• Task description: Express every item below as a two-column CSV with the headers "text" and "answer," one row per item. Put each value in a single quoted field and replace any line breaks with spaces.

(Point annotation dataset records)
▼▼▼

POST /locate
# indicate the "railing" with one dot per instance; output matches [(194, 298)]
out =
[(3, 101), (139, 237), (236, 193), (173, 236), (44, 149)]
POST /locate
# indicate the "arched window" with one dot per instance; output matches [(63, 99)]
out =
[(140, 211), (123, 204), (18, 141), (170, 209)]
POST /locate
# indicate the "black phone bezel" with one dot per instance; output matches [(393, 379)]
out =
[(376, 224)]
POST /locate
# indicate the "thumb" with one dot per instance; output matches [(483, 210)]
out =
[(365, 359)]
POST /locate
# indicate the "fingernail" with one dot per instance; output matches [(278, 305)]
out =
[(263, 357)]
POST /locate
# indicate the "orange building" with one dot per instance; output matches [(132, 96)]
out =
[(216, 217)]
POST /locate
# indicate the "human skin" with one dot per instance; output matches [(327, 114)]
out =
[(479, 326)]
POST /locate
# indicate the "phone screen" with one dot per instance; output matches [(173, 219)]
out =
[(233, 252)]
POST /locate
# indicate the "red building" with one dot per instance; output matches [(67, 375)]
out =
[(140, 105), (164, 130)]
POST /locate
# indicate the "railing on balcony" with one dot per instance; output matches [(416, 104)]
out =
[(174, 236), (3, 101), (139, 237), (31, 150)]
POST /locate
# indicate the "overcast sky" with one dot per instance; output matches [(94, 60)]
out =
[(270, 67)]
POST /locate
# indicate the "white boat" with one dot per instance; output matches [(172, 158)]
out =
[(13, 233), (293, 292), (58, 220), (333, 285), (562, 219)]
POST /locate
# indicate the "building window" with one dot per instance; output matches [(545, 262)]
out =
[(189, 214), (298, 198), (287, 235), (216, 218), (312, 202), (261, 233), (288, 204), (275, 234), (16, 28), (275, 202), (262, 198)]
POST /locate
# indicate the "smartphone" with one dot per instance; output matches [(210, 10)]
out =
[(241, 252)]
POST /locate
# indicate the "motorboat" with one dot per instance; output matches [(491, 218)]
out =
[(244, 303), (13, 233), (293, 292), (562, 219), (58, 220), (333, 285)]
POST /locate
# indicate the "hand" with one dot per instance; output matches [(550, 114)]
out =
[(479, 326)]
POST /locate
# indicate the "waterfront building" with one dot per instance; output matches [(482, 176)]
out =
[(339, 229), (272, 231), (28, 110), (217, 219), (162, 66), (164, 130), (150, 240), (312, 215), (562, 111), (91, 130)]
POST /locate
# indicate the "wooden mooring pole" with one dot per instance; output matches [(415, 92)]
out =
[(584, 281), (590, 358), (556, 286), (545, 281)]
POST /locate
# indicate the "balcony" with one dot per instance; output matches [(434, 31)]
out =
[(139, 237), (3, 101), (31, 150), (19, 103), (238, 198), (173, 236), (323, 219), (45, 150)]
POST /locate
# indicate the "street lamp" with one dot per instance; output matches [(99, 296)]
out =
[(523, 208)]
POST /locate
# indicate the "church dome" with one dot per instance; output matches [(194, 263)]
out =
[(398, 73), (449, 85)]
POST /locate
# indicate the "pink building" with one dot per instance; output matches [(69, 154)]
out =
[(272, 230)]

▲▲▲

• Answer to the exercise:
text,answer
"POST /locate # indicate the ""railing"" with one dot per instance; output matches [(194, 298)] out =","[(3, 101), (139, 237), (236, 193), (173, 236), (44, 149)]"
"POST /locate # indicate the ""arched window"" with one dot per instance; output matches [(63, 99)] out =","[(140, 211), (123, 204), (18, 141), (170, 209)]"
"POST /locate # indicate the ""black phone bezel"" with one dot per instance; output matches [(393, 379)] out =","[(376, 224)]"
"POST /locate # indicate the ""thumb"" with one dot per instance; output matches [(483, 210)] out =","[(365, 359)]"
"POST /locate # indicate the ""fingernail"" with one dot per instance; output matches [(278, 305)] out =","[(263, 357)]"
"POST /locate # indicate the ""orange building"" with one dot per instance; output matches [(132, 96)] out =","[(216, 217)]"
"POST /locate # indicate the ""human skin"" with one dot per instance; output matches [(327, 114)] out =","[(479, 326)]"
"POST /locate # indicate the ""phone screen"" with one dot per instance; output matches [(173, 219)] out =","[(233, 252)]"
"POST /locate # indicate the ""red building"" with one dot per instance; output matches [(67, 375)] out =","[(140, 105), (164, 130)]"
"POST /locate # indicate the ""railing on balcony"" with one dot per instance; output matches [(416, 104)] out =","[(174, 236), (3, 101), (139, 237), (31, 150)]"
"POST /locate # indicate the ""overcast sky"" with one dot per instance; output matches [(94, 60)] out =","[(270, 67)]"
"POST /locate # indicate the ""white boat"" with one dot per instance; output matches [(172, 158)] out =","[(13, 233), (293, 292), (58, 220), (333, 285), (562, 219)]"
"POST /locate # indicate the ""building window"" with one dot per instance; output matches [(545, 262)] out =","[(189, 214), (298, 198), (287, 235), (216, 218), (312, 202), (261, 233), (288, 204), (275, 234), (16, 28), (275, 202), (262, 198)]"
"POST /locate # indicate the ""smartphone"" with one dot per instance; output matches [(210, 10)] out =","[(241, 252)]"
"POST /locate # indicate the ""motorboat"" with one dot per instance; output matches [(491, 218)] out =","[(244, 303), (13, 233), (293, 292), (562, 219), (58, 220), (333, 285)]"
"POST /locate # indicate the ""hand"" with one dot per instance; output matches [(550, 114)] out =","[(479, 326)]"
"POST /locate # indicate the ""waterfront building"" with one dot per instance; output matches [(482, 176)] out =","[(339, 229), (272, 231), (28, 110), (217, 219), (162, 66), (164, 130), (150, 240), (312, 215), (562, 111), (91, 130)]"
"POST /locate # indicate the ""wooden mooring pole"" with one dot per instance; output matches [(415, 92)] out =","[(584, 281), (590, 358), (556, 286), (545, 281)]"
"POST /locate # indicate the ""balcony"" with one dot per instance; output matches [(434, 31)] out =","[(139, 237), (3, 101), (31, 150), (19, 103), (238, 198), (173, 236), (323, 219), (45, 150)]"
"POST /locate # indicate the ""street lamp"" with one dot per instance; output matches [(99, 296)] out =","[(523, 208)]"
"POST /locate # indicate the ""church dome"" with one dot per instance; output matches [(194, 263)] out =","[(398, 73), (449, 85)]"
"POST /locate # indicate the ""pink building"" with one dot per instance; output matches [(69, 154)] out =","[(272, 230)]"